◆ TASK GOAL:
In the entries below, start at the line containing "Identify a point on every instance of the shadow" and go on through the line containing "x=455 y=232". Lay out those lines as a JSON list of strings, one string per line, leaving out blank lines.
==== DATA SECTION ====
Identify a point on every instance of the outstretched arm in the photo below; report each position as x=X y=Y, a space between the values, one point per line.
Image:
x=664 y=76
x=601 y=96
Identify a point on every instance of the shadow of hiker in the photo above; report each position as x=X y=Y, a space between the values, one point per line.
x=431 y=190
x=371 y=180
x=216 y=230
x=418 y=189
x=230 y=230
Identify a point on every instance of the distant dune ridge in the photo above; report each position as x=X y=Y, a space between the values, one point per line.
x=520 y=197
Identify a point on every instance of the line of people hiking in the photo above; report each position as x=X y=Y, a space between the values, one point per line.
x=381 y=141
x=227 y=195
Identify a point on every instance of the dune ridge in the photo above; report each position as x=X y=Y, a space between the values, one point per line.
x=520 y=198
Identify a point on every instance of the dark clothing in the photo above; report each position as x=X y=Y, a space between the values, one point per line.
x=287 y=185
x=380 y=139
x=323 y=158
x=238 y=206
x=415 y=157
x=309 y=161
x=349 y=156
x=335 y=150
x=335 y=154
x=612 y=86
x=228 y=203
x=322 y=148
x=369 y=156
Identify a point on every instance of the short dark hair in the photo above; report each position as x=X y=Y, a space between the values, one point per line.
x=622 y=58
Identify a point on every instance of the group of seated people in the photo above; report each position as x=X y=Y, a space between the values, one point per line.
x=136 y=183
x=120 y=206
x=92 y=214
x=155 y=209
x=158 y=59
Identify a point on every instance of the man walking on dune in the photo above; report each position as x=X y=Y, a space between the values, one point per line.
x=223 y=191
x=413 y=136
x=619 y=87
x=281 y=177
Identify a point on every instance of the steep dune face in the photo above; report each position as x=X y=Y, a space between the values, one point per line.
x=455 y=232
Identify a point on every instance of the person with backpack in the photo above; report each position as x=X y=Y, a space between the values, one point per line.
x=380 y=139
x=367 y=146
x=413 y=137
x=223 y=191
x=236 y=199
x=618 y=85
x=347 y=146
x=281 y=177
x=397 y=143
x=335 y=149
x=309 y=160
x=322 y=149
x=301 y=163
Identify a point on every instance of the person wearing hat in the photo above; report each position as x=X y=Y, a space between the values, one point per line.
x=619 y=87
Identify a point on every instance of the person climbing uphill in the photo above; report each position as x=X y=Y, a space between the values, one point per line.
====
◆ RESULT:
[
  "Identify a point on every instance of the shadow of hiker in the photo above; report each position as x=X y=Y, a space between the values, one point per line.",
  "x=431 y=190",
  "x=371 y=180",
  "x=216 y=230",
  "x=418 y=189",
  "x=230 y=230",
  "Identify a point on every instance of the distant dune ridge in the photo above; report each position as x=X y=Y, a space between the values, one point per line.",
  "x=520 y=197",
  "Identify a point on every instance of the line of people hiking in the photo above; report each position as x=X y=Y, a space between the values, one point per line.",
  "x=381 y=141",
  "x=227 y=195",
  "Identify a point on every instance of the dune ridge in the photo above; report each position as x=X y=Y, a space between the values, one point per line.",
  "x=520 y=198",
  "Identify a point on every instance of the dark clothing in the photo above; report each position as x=X y=Y, a space between the values, one point per line.",
  "x=287 y=185",
  "x=380 y=139",
  "x=323 y=158",
  "x=238 y=206",
  "x=415 y=157",
  "x=309 y=161",
  "x=349 y=156",
  "x=335 y=150",
  "x=335 y=154",
  "x=612 y=86",
  "x=228 y=203",
  "x=322 y=148",
  "x=369 y=156",
  "Identify a point on every instance of the short dark hair in the photo above; report each position as x=X y=Y, a space between the values, one point per line.",
  "x=622 y=58",
  "Identify a point on every instance of the group of seated people in the photo above; report each position as x=X y=Y, a space between the values, one point per line.",
  "x=136 y=183",
  "x=120 y=206",
  "x=92 y=214",
  "x=155 y=209",
  "x=158 y=59",
  "Identify a point on every instance of the man walking on dune in the photo above; report each position as x=X y=Y, a space between the values, one point per line.",
  "x=223 y=191",
  "x=413 y=136",
  "x=619 y=87",
  "x=281 y=177",
  "Identify a point on every instance of the steep dune face in the photo above; report each position as x=X y=Y, a space between the values, one point per line.",
  "x=455 y=232"
]